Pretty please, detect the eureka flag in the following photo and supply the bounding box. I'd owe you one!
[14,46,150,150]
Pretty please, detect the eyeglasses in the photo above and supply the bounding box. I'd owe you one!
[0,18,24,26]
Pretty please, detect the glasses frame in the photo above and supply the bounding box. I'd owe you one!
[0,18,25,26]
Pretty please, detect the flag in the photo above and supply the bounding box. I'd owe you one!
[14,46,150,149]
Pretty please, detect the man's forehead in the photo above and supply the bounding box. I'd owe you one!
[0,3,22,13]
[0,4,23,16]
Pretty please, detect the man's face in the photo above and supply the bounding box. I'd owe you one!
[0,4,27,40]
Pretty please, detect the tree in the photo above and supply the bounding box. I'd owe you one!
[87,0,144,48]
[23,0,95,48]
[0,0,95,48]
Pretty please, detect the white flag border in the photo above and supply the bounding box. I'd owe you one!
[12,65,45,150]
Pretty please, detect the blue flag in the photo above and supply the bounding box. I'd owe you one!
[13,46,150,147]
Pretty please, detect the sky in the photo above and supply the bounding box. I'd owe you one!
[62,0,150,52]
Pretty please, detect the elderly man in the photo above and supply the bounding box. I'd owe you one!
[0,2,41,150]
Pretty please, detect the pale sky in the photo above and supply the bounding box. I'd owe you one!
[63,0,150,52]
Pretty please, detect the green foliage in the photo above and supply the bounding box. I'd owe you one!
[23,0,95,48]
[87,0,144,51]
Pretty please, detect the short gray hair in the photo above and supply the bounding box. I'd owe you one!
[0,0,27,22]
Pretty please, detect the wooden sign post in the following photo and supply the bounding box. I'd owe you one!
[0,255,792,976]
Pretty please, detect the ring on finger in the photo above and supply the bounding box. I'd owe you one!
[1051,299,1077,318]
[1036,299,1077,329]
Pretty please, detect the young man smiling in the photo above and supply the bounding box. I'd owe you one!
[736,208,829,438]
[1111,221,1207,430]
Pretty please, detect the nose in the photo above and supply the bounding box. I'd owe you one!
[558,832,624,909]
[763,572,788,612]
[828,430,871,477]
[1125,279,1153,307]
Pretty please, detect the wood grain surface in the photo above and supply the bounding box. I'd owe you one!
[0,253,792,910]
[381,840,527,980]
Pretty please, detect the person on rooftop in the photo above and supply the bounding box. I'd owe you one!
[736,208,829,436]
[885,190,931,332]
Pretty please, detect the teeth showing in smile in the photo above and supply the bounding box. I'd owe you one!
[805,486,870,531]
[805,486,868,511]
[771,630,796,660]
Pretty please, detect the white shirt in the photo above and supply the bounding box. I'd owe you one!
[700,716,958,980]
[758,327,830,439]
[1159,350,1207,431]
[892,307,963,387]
----
_Task goal_.
Convert every line of the entries above into a JSON list of strings, one string per line, omitting any blank lines.

_Response to this task_.
[
  "Pretty please, detect the eureka flag in the following photo and supply the bounding box. I'd owe you one!",
  "[14,46,150,150]",
  "Pretty please, detect the eyeglasses in the photo above and supply the bounding box. I'd owe you one!",
  "[0,18,24,26]",
  "Pretty please, detect the glasses frame in the photo above and supply the bounding box. I'd owe you one!",
  "[0,18,25,26]",
  "Pretty please, detect the flag in the photo above and supply the bounding box. I'd owe you one!",
  "[14,46,150,149]",
  "Pretty please, detect the man's forehead in the photo above and supply the bounding box. I'd owe you one!",
  "[0,3,22,13]",
  "[0,4,23,16]",
  "Pretty please, detect the man's face in the photo above and supply the bounding box. I'd owe you one!",
  "[0,4,27,40]",
  "Pretty please, detect the tree in the photo above and supply the bounding box. I'd owe you one!",
  "[87,0,144,48]",
  "[23,0,95,48]",
  "[0,0,95,48]",
  "Pretty please, detect the white flag border in the photo above and supply the bounding box. I'd owe you one!",
  "[12,65,45,150]",
  "Pretty please, detect the blue flag in the photo above and supply the bounding box. I'd owe you one!",
  "[13,46,150,147]",
  "Pretty please, detect the sky in the photo above and supply the bounding box. I'd owe you one!",
  "[62,0,150,52]",
  "Pretty please, detect the elderly man in the photo above and supply the bounding box. I'd owe you one!",
  "[0,2,41,150]",
  "Pretty please, detect the pale sky in the photo above and supply the bounding box. I'd owe you one!",
  "[63,0,150,52]",
  "Pretty please, detect the green foliage in the photo above and supply the bounding box. I'd owe you one!",
  "[23,0,95,48]",
  "[87,0,144,51]",
  "Pretty please, detect the short gray hair in the photo above and supply the bounding box. I'd owe you one!",
  "[0,0,27,22]",
  "Pretty please, detect the wooden sign post in the following photo and supply the bounding box. I'd owe you one!",
  "[0,255,792,976]",
  "Pretty please, detect the ring on finger in the photo above and supply the bounding box. I'd owe you one!",
  "[1051,299,1077,318]",
  "[1036,299,1077,329]",
  "Pretty please, detect the young man smiling in the photo above and supply the bounding box. I'd owe you one!",
  "[736,208,829,438]",
  "[1111,221,1207,430]",
  "Pretty please, detect the nose in the photo above and supply the bounding box. I'd owe you one!",
  "[558,832,624,909]",
  "[763,572,788,612]",
  "[828,430,871,477]",
  "[1125,279,1153,307]",
  "Pretty please, detect the wood grain surface in the photo above and supply the bounding box. I'd owe you one!",
  "[0,253,792,910]",
  "[381,840,527,980]",
  "Pretty please, detect the person on rooftop in the photo above and supply the bounding box. I'd owe you one!",
  "[736,208,829,436]",
  "[885,190,931,332]",
  "Pretty please, detect the teeth showing in smile in the photo above and supply the bounding box. I'd owe you one!",
  "[805,486,870,531]",
  "[805,486,868,511]",
  "[771,630,796,660]",
  "Pretty please, detect the white shirt in the photo above and supply the bounding box. I'd owe you one!",
  "[700,716,958,980]",
  "[758,327,830,439]",
  "[1159,350,1207,431]",
  "[892,307,963,387]"
]